(Work instructions)
1. In the REIT article, what rating did Moody's give General Growth on Mar. 19?
2. Output, word for word, the passage of the REIT article between "That across-the-board carnage" and "Estate Equities (ARE).", inclusive.
3. Carry the REIT article forward with the next part, picking up after its final sentence.

(Provided text)
------

REITs: Finding Gems Amid the Rubble
After a terrible 2008, real estate investment trusts are having an awful 2009. A seemingly unending stream of bad news from struggling mall operator General Growth Properties (GGP) and dividend reductions from a host of other REITs have battered share prices.
That across-the-board carnage is creating some undervalued bargains, fund managers say. They're snapping up shares in some of the more specialized trusts they expect can weather tough economic times, including Public Storage (PSA), Ventas (VTR), and Alexandria Real Estate Equities (ARE).
Jay Leupp, manager of the Grubb & Ellis AGA Realty Income Fund (GBEIX), sees some timely bargains. Leupp, who was a REIT equity analyst on Wall Street for 12 years before switching to the investing side in 2006, is buying selected REIT stocks and preferred issues paying yields of more than 10%. "It's a great time to be highly selective in some of the best names in the sector," Leupp says.
The Allure of Health Care
REITs that own rental apartments are one area of interest. Leupp's funds have bought BRE Properties' (BRE) C-series of preferred shares, yielding 12%, and Associated Estates Realty's (AEC) B-series, yielding over 15%. The apartment business "isn't recession-proof—I don't think anything is—but it's certainly recession-resistant," he says.
The health-care business also tends to remain strong in weak economic times, supporting the value of REITs that own health-care facilities. Shares of Ventas, which owns nursing homes, medical practice offices, and assisted living facilities, are deeply undervalued and yield about 9%, says Robert Gadsden, manager of the Alpine Realty Income & Growth Fund (AIGYX). Leupp's fund bought shares of Alexandria Real Estate Equities, which owns pharmaceutical and bioscience laboratory space.
Another favorite of both managers is common and preferred shares of Public Storage, the leading owner of storage warehouses. The company's strong cash flow is more than three times the amount it needs to cover fixed charges, Leupp notes. "They've got the strongest balance sheet," Leupp says. "They're the gold standard of the entire REIT space."
Alas, REITs don't buy gold; if they did, their overall performance might not have been so crummy. The price of the SPDR Dow Jones Wilshire REIT exchange-traded fund (RWR), which tracks the value of 82 publicly-traded trusts, has dropped 36% this year, after slipping about 45% in 2008.
The latest blows came as General Growth, the second-largest mall operator, struggled to avoid bankruptcy. The company has already missed some debt payments and is trying to get its bondholders to agree to put off some of what they're owed. On Mar. 19, Moody's downgraded General Growth to C, its lowest rating above default. And the next day, Citigroup announced it had foreclosed on a mall in Louisiana due to a maturing mortgage General Growth didn't repay. Shares of General Growth, currently trading at less than a dollar, hit a high of more than $44 last May.

------

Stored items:
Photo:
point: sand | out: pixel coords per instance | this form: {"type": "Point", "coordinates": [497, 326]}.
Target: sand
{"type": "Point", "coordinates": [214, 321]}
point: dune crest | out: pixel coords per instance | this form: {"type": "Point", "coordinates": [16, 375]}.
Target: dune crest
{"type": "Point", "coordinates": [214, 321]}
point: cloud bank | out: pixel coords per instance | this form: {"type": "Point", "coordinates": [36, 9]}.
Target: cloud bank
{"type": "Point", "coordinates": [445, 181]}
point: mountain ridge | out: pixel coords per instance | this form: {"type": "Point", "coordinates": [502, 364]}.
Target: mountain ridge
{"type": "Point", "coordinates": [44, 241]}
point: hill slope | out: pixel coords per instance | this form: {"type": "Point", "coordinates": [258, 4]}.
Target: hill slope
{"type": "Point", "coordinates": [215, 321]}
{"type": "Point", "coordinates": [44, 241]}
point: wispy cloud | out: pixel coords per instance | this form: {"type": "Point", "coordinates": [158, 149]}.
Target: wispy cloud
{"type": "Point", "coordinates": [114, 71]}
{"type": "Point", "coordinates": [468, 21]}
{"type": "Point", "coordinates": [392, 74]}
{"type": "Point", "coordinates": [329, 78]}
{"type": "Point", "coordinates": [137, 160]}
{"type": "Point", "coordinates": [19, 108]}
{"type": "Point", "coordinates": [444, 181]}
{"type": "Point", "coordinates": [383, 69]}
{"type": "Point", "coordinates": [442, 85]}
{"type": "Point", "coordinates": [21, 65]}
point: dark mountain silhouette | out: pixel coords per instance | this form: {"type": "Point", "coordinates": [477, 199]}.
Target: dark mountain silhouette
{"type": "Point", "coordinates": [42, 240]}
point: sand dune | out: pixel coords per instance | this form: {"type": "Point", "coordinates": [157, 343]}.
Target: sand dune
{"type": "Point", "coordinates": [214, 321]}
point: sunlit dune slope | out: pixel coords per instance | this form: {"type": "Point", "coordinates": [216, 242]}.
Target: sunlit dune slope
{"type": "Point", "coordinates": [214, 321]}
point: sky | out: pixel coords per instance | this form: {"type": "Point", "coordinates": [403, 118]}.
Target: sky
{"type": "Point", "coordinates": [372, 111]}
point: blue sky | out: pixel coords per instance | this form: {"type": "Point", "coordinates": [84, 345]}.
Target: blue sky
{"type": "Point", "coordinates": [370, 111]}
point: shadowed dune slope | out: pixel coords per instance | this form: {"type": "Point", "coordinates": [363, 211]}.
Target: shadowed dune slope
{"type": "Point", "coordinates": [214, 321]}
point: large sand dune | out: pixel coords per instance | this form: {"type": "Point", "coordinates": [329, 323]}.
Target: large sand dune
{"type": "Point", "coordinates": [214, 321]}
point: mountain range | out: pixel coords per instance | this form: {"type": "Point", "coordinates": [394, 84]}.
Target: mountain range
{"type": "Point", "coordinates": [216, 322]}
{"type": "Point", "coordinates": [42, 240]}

------

(Answers to the exercises)
1. C, its lowest rating above default.

2.
That across-the-board carnage is creating some undervalued bargains, fund managers say. They're snapping up shares in some of the more specialized trusts they expect can weather tough economic times, including Public Storage (PSA), Ventas (VTR), and Alexandria Real Estate Equities (ARE).

3.
Dividend cuts and substitutions have also kept the sector out of favor, since most investors own REITs for the income they produce. To maintain standing as a REIT, the trusts must pass along 90% of their earnings as dividends to shareholders. But last year, the Internal Revenue Service began allowing REITs to count dividends paid in the form of stock toward meeting the 90% payout test. That helps the REIT conserve cash but leaves investors with more shares and possibly higher taxes if they sell immediately.
More Paper Instead of Cash
Mall owner Simon Property Group (SPG) was the latest to announce a so-called pay-in-kind dividend strategy. The company said that despite a vote by shareholders, who overwhelmingly wanted cash, its upcoming 90¢-a-share dividend would consist of 10% cash and 90% stock.
"For now, being fed a stock dividend may be even worse than an IOU, because all it represents in the short term is a tax liability with no cash," said the anonymous former Wall Street financier who writes the industry-watching REITWrecks blog in a recent posting. "Unfortunately, I can't imagine any capital-starved REIT not electing to take advantage of this revenue ruling (at least to some extent). Undoubtedly, this will further erode confidence in the sector and prolong the recovery in REITs."
Malls have been one of the hardest-hit sectors, because of the drop in consumer spending and numerous retail chains closing stores. That has made it difficult for mall REITs to raise money to pay off maturing debt.
Gadsden says the downturn hasn't hit all mall operators equally, however. Simon Property, which was able to issue $650 million of new bonds on Mar. 20, has the cash on hand to pick up additional desirable locations from distressed competitors, he says. Still, it's only suitable for investors with a multiyear outlook: "You can make a lot of money over the longer term, but it's going to be tough sledding here for a couple of years."